**Problem requirements**
Copy out every row below that contains the word "white", reproducing each such row in full.

**Dataset excerpts**
[start]

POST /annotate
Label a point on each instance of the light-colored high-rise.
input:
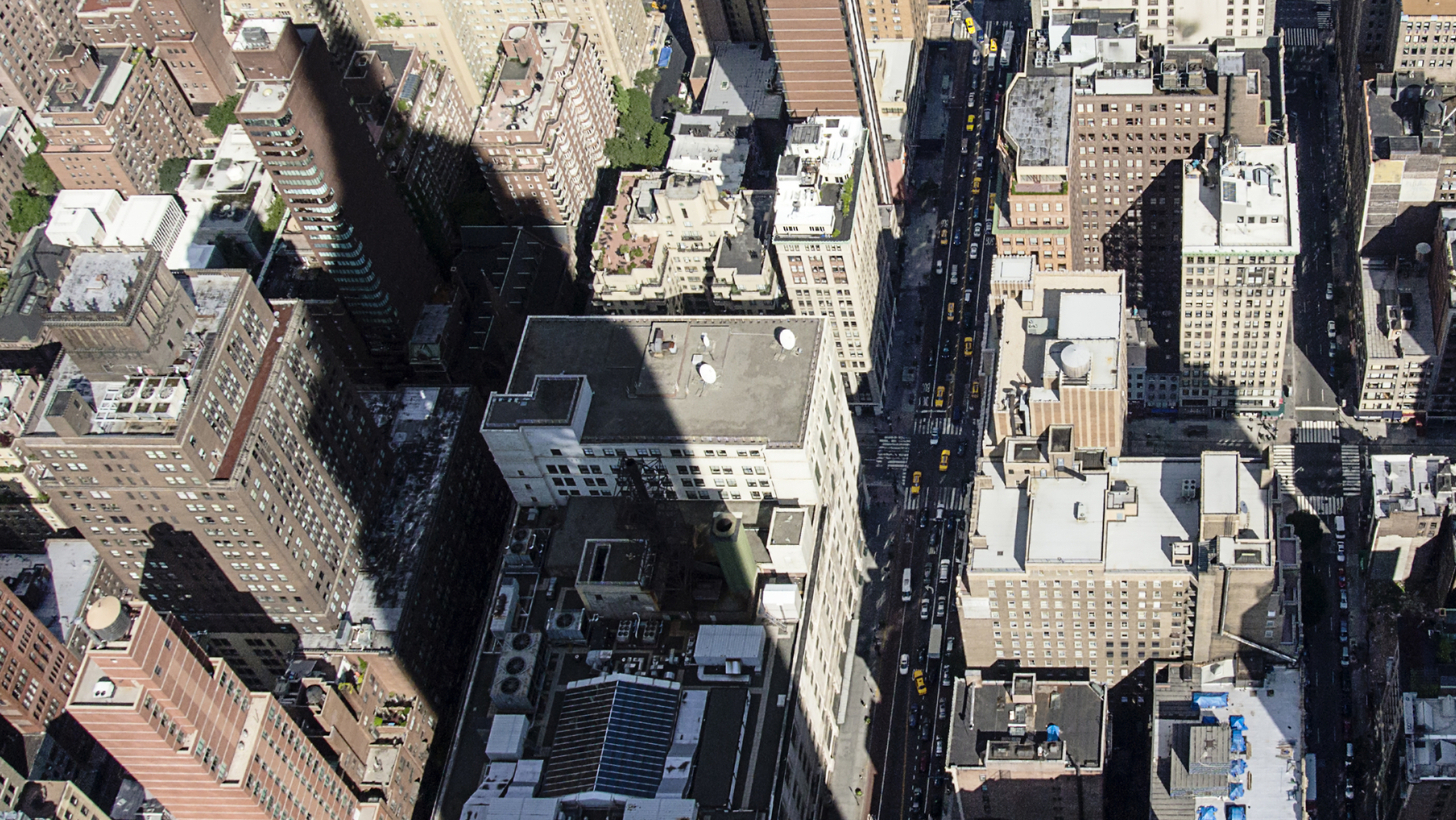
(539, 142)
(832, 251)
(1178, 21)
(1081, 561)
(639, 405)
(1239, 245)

[end]
[start]

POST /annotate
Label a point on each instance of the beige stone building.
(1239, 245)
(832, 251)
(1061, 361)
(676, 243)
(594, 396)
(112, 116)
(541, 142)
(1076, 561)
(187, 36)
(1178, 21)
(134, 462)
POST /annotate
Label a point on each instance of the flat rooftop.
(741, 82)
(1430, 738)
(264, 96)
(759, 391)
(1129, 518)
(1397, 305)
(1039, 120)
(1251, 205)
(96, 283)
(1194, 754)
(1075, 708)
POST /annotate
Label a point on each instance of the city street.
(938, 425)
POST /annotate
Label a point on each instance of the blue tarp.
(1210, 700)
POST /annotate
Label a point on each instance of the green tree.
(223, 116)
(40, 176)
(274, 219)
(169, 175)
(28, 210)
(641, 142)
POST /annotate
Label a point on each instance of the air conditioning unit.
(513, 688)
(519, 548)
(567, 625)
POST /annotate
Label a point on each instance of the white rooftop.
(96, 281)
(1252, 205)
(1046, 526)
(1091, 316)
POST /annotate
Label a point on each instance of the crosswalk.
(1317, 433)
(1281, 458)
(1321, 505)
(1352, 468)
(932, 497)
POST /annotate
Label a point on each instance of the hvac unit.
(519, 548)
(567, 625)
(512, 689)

[end]
[start]

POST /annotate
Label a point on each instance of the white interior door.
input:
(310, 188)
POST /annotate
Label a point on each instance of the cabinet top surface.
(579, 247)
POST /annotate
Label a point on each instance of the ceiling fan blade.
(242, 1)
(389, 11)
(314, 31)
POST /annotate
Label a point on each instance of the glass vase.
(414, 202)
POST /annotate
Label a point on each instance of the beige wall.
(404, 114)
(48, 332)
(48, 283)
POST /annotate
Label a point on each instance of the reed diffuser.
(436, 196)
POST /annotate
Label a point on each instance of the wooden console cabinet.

[end]

**Result for this task**
Label a point on each instance of the white rooftop.
Label a point on each instance of the white interior door.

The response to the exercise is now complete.